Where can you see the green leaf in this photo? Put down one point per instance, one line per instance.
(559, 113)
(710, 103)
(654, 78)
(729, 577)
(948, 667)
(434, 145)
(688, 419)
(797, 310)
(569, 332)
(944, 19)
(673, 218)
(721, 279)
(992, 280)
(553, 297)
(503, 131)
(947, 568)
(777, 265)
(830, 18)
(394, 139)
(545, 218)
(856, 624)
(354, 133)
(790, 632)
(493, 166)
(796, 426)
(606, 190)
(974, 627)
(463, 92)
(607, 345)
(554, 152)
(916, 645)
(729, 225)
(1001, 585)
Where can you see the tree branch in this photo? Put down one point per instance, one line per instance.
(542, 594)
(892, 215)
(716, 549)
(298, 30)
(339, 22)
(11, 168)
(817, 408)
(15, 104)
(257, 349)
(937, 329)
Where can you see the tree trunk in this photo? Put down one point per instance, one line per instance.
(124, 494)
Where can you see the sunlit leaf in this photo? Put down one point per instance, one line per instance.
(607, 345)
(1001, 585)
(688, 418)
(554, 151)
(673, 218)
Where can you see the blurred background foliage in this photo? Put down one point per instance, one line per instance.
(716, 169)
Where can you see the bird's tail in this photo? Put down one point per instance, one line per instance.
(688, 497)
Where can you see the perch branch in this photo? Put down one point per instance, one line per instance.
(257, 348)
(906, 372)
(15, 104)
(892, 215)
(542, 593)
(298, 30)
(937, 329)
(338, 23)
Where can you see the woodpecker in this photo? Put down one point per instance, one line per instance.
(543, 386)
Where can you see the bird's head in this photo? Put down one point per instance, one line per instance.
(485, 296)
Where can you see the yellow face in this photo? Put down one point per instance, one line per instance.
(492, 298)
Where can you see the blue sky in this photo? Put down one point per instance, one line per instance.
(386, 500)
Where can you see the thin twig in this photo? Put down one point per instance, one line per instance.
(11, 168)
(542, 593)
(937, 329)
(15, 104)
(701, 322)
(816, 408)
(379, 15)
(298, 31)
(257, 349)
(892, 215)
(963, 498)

**Task to carry out**. Scale the records, starting at the line containing "Where can you see the yellow" and ending at the final line of the records. Rewrite each of these lines in full with the wording unchanged, multiplying every coordinate in the answers by 1.8 and rounding to whole numbers, with halves rounded up.

**Result of the task**.
Where can you see the yellow face in this photo? Put down one point per instance, one line per instance.
(886, 536)
Where can you see the blue sky in this photo? Put down one point per instance, one line per instance.
(695, 900)
Where can you see the thin twig in this photo? Put down one point per instance, one line per instance.
(20, 302)
(976, 1067)
(1687, 592)
(27, 187)
(1262, 580)
(1469, 734)
(682, 27)
(536, 56)
(463, 628)
(1606, 387)
(1733, 896)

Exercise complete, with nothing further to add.